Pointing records
»»

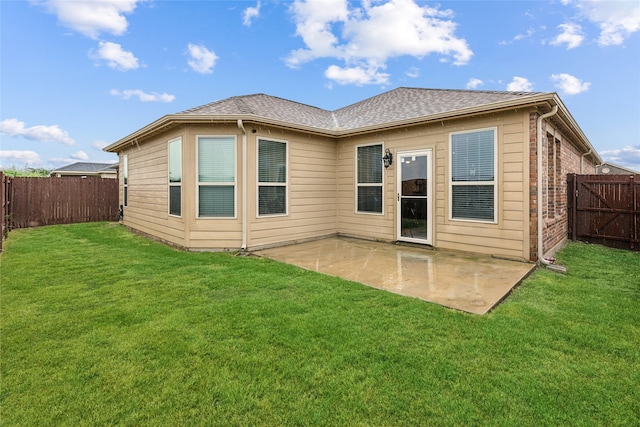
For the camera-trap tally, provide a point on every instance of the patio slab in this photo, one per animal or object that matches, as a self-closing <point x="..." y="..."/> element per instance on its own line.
<point x="467" y="282"/>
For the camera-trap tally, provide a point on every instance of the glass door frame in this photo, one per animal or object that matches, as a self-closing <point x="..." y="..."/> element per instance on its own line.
<point x="399" y="155"/>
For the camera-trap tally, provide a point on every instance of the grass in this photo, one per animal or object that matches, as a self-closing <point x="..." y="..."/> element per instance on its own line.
<point x="102" y="327"/>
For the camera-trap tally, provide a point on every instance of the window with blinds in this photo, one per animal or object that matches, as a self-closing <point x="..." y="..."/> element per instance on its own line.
<point x="272" y="177"/>
<point x="473" y="175"/>
<point x="216" y="177"/>
<point x="369" y="179"/>
<point x="175" y="177"/>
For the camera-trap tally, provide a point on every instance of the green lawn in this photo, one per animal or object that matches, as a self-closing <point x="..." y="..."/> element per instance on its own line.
<point x="102" y="327"/>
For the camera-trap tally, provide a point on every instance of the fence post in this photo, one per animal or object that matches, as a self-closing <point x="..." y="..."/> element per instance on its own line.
<point x="3" y="211"/>
<point x="632" y="212"/>
<point x="574" y="204"/>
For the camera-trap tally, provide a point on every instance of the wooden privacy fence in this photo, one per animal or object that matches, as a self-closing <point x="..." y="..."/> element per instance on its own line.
<point x="31" y="202"/>
<point x="605" y="209"/>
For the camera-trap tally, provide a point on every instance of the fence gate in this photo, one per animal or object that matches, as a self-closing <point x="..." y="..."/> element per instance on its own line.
<point x="605" y="209"/>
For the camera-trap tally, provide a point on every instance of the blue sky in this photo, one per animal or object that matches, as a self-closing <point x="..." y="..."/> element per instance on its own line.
<point x="76" y="76"/>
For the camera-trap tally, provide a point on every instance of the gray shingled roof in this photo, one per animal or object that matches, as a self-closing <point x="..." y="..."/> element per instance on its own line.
<point x="389" y="107"/>
<point x="87" y="167"/>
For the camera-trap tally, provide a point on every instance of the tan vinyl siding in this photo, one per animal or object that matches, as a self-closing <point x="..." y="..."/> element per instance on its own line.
<point x="311" y="195"/>
<point x="508" y="237"/>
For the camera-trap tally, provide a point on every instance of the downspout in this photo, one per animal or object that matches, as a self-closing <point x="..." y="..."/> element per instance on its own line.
<point x="244" y="185"/>
<point x="539" y="181"/>
<point x="582" y="161"/>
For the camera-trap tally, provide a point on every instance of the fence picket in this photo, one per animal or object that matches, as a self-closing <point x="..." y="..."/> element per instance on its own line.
<point x="605" y="209"/>
<point x="30" y="202"/>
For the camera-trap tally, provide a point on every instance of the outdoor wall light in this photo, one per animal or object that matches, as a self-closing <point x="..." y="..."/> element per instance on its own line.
<point x="388" y="158"/>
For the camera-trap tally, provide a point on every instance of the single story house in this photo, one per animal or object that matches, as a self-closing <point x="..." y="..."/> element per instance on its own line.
<point x="103" y="170"/>
<point x="478" y="171"/>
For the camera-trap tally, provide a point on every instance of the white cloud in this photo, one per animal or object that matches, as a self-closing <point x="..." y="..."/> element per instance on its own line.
<point x="250" y="13"/>
<point x="413" y="72"/>
<point x="142" y="96"/>
<point x="202" y="59"/>
<point x="473" y="83"/>
<point x="93" y="17"/>
<point x="10" y="158"/>
<point x="518" y="37"/>
<point x="356" y="75"/>
<point x="99" y="145"/>
<point x="365" y="38"/>
<point x="628" y="156"/>
<point x="568" y="84"/>
<point x="571" y="35"/>
<point x="115" y="57"/>
<point x="14" y="127"/>
<point x="520" y="84"/>
<point x="617" y="19"/>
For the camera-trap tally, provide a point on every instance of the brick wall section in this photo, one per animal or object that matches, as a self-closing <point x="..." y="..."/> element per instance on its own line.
<point x="568" y="159"/>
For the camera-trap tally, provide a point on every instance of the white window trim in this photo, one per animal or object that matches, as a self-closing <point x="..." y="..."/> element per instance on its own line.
<point x="173" y="184"/>
<point x="465" y="183"/>
<point x="271" y="184"/>
<point x="357" y="184"/>
<point x="234" y="183"/>
<point x="125" y="181"/>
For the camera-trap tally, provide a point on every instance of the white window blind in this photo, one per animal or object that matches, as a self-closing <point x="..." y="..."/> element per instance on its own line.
<point x="369" y="179"/>
<point x="473" y="181"/>
<point x="272" y="177"/>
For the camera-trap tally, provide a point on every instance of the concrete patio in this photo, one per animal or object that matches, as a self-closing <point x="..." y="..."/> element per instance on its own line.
<point x="467" y="282"/>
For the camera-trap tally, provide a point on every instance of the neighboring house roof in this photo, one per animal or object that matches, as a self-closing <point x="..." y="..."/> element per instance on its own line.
<point x="84" y="168"/>
<point x="612" y="169"/>
<point x="398" y="107"/>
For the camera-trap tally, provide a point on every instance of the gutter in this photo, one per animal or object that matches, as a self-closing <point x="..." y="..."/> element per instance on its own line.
<point x="582" y="161"/>
<point x="553" y="111"/>
<point x="244" y="185"/>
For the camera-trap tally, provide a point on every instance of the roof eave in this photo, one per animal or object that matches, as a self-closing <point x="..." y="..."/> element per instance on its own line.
<point x="536" y="100"/>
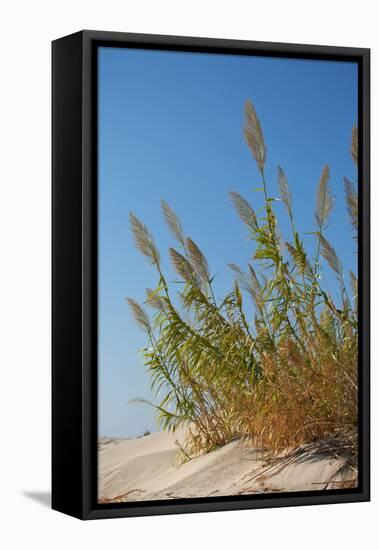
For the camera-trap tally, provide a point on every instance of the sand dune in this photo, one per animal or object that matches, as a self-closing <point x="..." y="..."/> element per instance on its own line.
<point x="149" y="468"/>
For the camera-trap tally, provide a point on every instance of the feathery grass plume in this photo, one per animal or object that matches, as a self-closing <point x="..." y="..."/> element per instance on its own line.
<point x="181" y="265"/>
<point x="254" y="135"/>
<point x="139" y="314"/>
<point x="154" y="300"/>
<point x="354" y="288"/>
<point x="351" y="202"/>
<point x="354" y="144"/>
<point x="144" y="240"/>
<point x="324" y="199"/>
<point x="285" y="191"/>
<point x="198" y="260"/>
<point x="244" y="210"/>
<point x="281" y="378"/>
<point x="173" y="223"/>
<point x="330" y="256"/>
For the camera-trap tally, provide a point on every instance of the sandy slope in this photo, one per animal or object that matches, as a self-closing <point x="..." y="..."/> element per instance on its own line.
<point x="148" y="468"/>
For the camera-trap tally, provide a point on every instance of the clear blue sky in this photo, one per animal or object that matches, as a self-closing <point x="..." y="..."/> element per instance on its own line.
<point x="170" y="126"/>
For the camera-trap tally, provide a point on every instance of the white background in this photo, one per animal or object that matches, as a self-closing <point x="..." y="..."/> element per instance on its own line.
<point x="26" y="31"/>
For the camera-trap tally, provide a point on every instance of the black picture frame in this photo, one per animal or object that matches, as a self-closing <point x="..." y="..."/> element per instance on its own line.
<point x="74" y="273"/>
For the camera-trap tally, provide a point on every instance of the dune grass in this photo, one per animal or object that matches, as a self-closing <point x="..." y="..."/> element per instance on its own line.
<point x="284" y="377"/>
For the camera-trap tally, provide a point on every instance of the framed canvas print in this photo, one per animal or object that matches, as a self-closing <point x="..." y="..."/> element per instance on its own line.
<point x="210" y="275"/>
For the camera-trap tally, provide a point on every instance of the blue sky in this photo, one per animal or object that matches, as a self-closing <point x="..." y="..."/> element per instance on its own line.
<point x="170" y="127"/>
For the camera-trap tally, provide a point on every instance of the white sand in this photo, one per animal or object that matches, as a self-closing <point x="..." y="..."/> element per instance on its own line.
<point x="149" y="468"/>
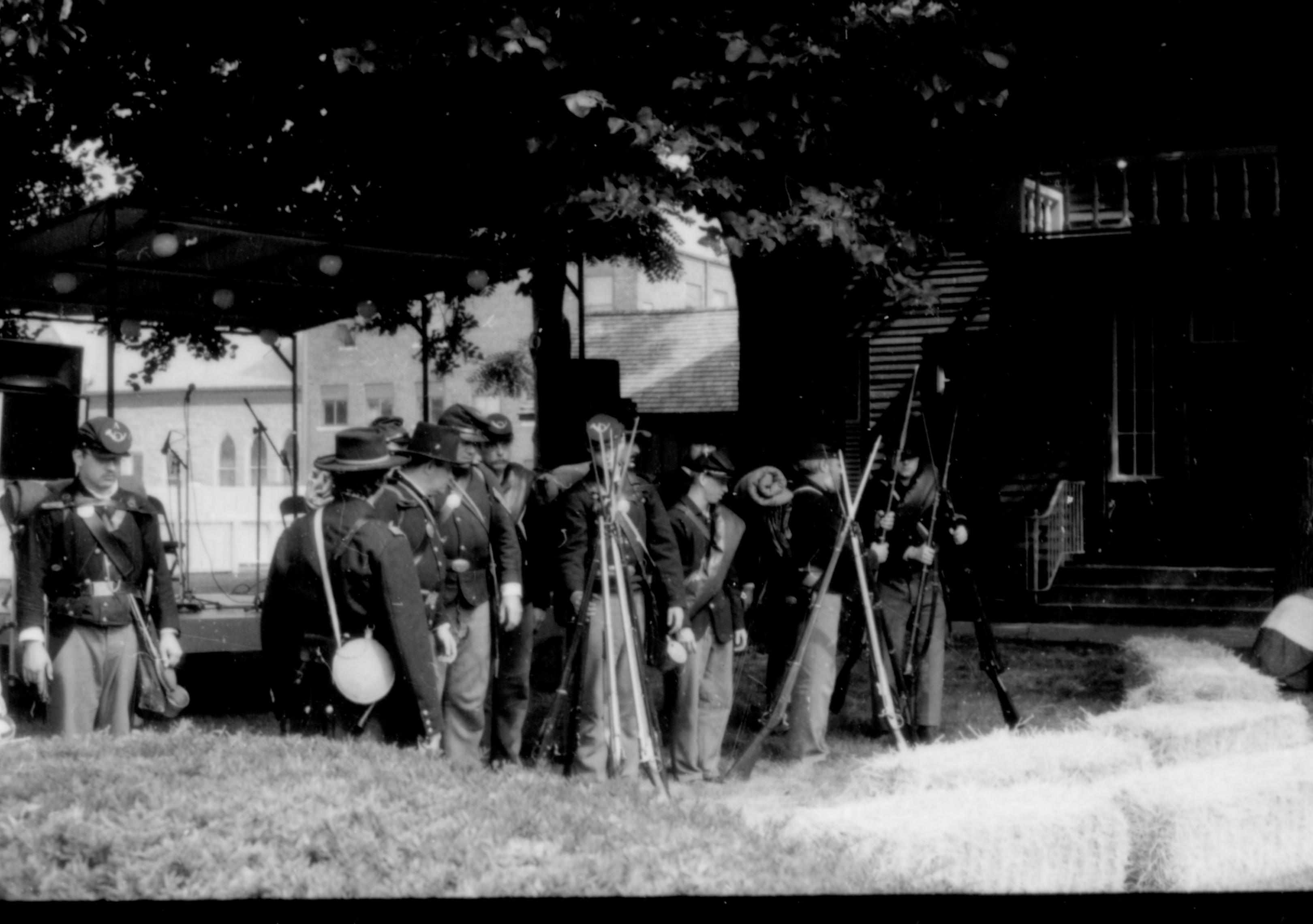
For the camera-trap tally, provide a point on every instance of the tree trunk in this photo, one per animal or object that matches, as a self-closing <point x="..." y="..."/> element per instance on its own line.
<point x="551" y="352"/>
<point x="792" y="346"/>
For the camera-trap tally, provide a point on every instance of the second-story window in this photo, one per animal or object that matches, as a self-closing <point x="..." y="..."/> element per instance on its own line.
<point x="380" y="400"/>
<point x="334" y="398"/>
<point x="228" y="464"/>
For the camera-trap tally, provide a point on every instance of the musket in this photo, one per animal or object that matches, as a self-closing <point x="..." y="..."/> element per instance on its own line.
<point x="887" y="708"/>
<point x="742" y="767"/>
<point x="928" y="575"/>
<point x="561" y="700"/>
<point x="992" y="663"/>
<point x="845" y="676"/>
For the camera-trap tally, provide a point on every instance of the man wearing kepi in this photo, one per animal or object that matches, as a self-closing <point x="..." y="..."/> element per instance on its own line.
<point x="510" y="485"/>
<point x="815" y="524"/>
<point x="912" y="561"/>
<point x="87" y="552"/>
<point x="405" y="502"/>
<point x="708" y="536"/>
<point x="483" y="556"/>
<point x="644" y="527"/>
<point x="375" y="587"/>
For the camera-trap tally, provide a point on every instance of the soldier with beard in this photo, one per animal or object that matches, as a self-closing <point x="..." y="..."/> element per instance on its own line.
<point x="86" y="552"/>
<point x="477" y="536"/>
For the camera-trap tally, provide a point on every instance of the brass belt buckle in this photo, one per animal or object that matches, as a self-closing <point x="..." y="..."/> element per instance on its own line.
<point x="104" y="588"/>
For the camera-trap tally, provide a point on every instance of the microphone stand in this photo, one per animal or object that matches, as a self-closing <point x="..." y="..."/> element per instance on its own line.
<point x="261" y="430"/>
<point x="186" y="599"/>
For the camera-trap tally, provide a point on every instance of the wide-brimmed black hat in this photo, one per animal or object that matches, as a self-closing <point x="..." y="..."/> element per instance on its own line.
<point x="713" y="464"/>
<point x="360" y="449"/>
<point x="434" y="441"/>
<point x="499" y="428"/>
<point x="393" y="431"/>
<point x="469" y="423"/>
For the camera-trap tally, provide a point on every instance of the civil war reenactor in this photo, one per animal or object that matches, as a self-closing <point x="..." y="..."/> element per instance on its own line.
<point x="511" y="486"/>
<point x="375" y="588"/>
<point x="649" y="548"/>
<point x="710" y="536"/>
<point x="86" y="553"/>
<point x="482" y="552"/>
<point x="816" y="519"/>
<point x="913" y="550"/>
<point x="406" y="499"/>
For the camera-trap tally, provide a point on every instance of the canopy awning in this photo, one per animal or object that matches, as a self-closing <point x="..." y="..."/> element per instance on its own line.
<point x="204" y="272"/>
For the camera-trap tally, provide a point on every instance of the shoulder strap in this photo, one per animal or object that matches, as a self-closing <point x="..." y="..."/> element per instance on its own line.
<point x="96" y="527"/>
<point x="323" y="573"/>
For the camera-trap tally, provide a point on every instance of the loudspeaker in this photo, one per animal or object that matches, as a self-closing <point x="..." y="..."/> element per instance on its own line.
<point x="37" y="435"/>
<point x="568" y="396"/>
<point x="38" y="409"/>
<point x="40" y="368"/>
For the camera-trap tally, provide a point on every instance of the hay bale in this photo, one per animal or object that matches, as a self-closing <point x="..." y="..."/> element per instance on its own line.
<point x="1000" y="760"/>
<point x="1036" y="838"/>
<point x="1220" y="825"/>
<point x="1186" y="732"/>
<point x="1176" y="670"/>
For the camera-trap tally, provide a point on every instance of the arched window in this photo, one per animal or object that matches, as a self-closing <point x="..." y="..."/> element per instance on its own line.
<point x="261" y="472"/>
<point x="228" y="464"/>
<point x="289" y="452"/>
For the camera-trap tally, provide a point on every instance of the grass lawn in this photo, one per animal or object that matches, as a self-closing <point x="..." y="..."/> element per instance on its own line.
<point x="221" y="806"/>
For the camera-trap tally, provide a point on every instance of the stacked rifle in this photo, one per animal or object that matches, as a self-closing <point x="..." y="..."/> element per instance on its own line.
<point x="607" y="565"/>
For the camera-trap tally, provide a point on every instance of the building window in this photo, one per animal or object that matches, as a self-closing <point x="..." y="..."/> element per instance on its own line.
<point x="334" y="403"/>
<point x="261" y="473"/>
<point x="1221" y="325"/>
<point x="228" y="464"/>
<point x="380" y="400"/>
<point x="599" y="292"/>
<point x="289" y="452"/>
<point x="1135" y="401"/>
<point x="436" y="401"/>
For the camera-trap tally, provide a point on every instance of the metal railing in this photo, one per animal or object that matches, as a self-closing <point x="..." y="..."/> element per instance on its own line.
<point x="1174" y="188"/>
<point x="1055" y="536"/>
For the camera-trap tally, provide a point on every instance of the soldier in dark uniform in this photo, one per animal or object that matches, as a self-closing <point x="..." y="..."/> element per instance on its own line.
<point x="913" y="554"/>
<point x="86" y="552"/>
<point x="483" y="557"/>
<point x="375" y="586"/>
<point x="406" y="505"/>
<point x="511" y="486"/>
<point x="816" y="518"/>
<point x="710" y="537"/>
<point x="648" y="527"/>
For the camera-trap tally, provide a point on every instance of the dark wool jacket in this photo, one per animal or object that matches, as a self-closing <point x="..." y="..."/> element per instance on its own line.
<point x="695" y="535"/>
<point x="481" y="533"/>
<point x="375" y="584"/>
<point x="58" y="554"/>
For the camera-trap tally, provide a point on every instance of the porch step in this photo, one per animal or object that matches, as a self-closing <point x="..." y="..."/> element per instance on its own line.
<point x="1157" y="595"/>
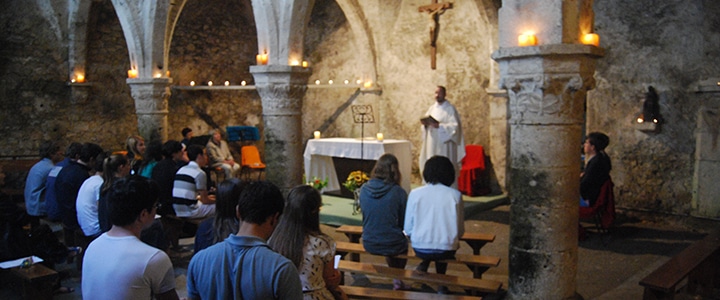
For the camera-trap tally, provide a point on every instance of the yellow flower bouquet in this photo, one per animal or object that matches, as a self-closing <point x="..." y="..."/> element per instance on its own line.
<point x="355" y="180"/>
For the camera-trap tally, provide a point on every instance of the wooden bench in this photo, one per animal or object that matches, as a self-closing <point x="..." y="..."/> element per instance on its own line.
<point x="35" y="282"/>
<point x="475" y="240"/>
<point x="699" y="263"/>
<point x="469" y="284"/>
<point x="478" y="264"/>
<point x="357" y="292"/>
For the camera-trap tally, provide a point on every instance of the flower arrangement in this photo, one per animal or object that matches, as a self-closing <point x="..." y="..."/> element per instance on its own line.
<point x="355" y="180"/>
<point x="317" y="183"/>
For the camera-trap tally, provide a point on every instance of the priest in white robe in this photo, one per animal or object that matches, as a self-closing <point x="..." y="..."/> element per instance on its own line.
<point x="442" y="133"/>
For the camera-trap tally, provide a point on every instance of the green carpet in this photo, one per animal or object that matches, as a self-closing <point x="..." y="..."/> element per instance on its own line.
<point x="337" y="211"/>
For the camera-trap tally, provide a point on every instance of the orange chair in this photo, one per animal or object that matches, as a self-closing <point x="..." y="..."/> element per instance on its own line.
<point x="602" y="213"/>
<point x="473" y="181"/>
<point x="251" y="161"/>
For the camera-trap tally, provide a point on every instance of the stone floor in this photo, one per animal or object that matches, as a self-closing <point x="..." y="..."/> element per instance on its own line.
<point x="609" y="267"/>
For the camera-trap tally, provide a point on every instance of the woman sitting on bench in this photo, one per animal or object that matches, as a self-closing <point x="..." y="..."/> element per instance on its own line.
<point x="298" y="237"/>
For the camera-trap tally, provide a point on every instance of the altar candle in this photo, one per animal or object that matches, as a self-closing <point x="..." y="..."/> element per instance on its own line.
<point x="591" y="39"/>
<point x="527" y="39"/>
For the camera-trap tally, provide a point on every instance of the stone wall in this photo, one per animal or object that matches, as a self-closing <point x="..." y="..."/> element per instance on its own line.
<point x="669" y="45"/>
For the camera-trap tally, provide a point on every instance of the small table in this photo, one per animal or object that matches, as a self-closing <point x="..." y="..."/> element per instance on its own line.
<point x="319" y="153"/>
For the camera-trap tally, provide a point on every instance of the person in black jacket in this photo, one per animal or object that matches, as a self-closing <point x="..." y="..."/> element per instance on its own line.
<point x="597" y="167"/>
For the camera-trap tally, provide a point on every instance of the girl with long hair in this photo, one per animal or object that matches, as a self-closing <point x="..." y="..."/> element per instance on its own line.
<point x="298" y="237"/>
<point x="225" y="222"/>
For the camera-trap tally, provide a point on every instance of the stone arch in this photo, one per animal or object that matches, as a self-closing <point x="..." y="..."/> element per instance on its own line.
<point x="281" y="29"/>
<point x="78" y="14"/>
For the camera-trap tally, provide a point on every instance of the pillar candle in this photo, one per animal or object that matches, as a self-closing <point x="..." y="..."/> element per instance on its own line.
<point x="591" y="39"/>
<point x="527" y="40"/>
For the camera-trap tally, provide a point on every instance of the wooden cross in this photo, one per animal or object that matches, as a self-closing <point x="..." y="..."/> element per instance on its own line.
<point x="434" y="10"/>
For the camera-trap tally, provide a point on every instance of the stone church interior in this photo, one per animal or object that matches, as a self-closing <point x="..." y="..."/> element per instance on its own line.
<point x="529" y="78"/>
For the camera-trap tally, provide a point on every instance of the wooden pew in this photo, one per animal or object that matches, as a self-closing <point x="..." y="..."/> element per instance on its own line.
<point x="699" y="263"/>
<point x="475" y="240"/>
<point x="356" y="292"/>
<point x="35" y="282"/>
<point x="478" y="264"/>
<point x="470" y="284"/>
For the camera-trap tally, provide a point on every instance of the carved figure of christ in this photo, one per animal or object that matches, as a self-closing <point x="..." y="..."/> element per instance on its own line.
<point x="434" y="10"/>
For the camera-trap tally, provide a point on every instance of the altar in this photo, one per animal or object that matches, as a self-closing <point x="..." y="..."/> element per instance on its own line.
<point x="319" y="153"/>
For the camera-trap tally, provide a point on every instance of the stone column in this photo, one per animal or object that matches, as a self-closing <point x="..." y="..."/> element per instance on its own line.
<point x="546" y="87"/>
<point x="151" y="106"/>
<point x="282" y="89"/>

««

> **Required work**
Extract every line from the one containing "the altar in" through the last line of the data, inclusive, exactly as written.

> **Solution**
For the camera-trap tally, provide a point on every instance of the altar in this photo, one per animal or object that matches, as a self-closing <point x="..." y="..."/> element per instance on its own line.
<point x="319" y="153"/>
For the camera-trap tally, provide a point on every instance of the stone column in this photo, one per animal or object that matches, as a self-closing <point x="..." y="..."/> element per instance on its own line.
<point x="546" y="87"/>
<point x="151" y="106"/>
<point x="282" y="89"/>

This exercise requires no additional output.